◆ Excerpt to read ◆
Saturday, October 18, 2008

What is Equality?

That is the question raised by this very interesting column in the Yale Daily News.
Equal protection principles basically amount to the idea that individuals in similar conditions should be treated similarly. This ostensibly raises the problem, though, of determining which conditions are relevant (implying sexual orientation is an irrelevant difference).

What interests me, however, is the assertion (the crux of this kind of argument) that they are treated differently. Marriage laws typically state that one is entitled to marry someone of the opposite sex. A denial of equal protection, then, would mean that the law prohibits gay men from marrying women. I seriously doubt there is a legal ban anywhere from gays entering into heterosexual marriage. A gay man has as much entitlement to marry a woman as I do. To put it another way, I, a straight man, have equally little (in three states, equally much) opportunity to marry another man as a gay man does. ...

Annotation dataset entries
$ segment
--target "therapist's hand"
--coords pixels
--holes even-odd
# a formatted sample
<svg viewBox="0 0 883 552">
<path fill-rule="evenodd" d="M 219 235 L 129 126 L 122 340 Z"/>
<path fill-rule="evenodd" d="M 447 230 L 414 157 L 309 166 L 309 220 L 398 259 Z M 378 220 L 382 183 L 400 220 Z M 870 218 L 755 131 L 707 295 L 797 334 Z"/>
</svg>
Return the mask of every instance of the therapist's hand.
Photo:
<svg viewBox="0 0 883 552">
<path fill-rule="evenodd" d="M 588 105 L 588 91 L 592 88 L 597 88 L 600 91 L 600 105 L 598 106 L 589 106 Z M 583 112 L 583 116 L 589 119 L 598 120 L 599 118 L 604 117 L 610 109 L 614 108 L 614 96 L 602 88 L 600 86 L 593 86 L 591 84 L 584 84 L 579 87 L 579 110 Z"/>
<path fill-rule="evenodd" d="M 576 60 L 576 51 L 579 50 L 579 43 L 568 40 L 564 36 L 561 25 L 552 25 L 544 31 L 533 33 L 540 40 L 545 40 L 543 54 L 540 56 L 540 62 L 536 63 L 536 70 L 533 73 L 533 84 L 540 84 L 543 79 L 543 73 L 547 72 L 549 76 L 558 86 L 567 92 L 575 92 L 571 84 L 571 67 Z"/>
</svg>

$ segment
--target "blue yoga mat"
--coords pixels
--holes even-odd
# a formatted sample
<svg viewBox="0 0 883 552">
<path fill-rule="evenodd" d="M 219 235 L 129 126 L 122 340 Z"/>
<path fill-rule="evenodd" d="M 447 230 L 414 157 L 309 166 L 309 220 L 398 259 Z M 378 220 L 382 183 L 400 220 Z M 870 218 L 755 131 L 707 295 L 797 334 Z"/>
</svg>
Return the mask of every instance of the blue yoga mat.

◆ To-do list ◆
**a)** Reproduce the stretch of the post on equality from "That is the" through "an irrelevant difference).".
**b)** In the post on equality, what do marriage laws typically state?

◆ Task-by-task results ◆
**a)**
That is the question raised by this very interesting column in the Yale Daily News.
Equal protection principles basically amount to the idea that individuals in similar conditions should be treated similarly. This ostensibly raises the problem, though, of determining which conditions are relevant (implying sexual orientation is an irrelevant difference).

**b)** They typically state that one is entitled to marry someone of the opposite sex.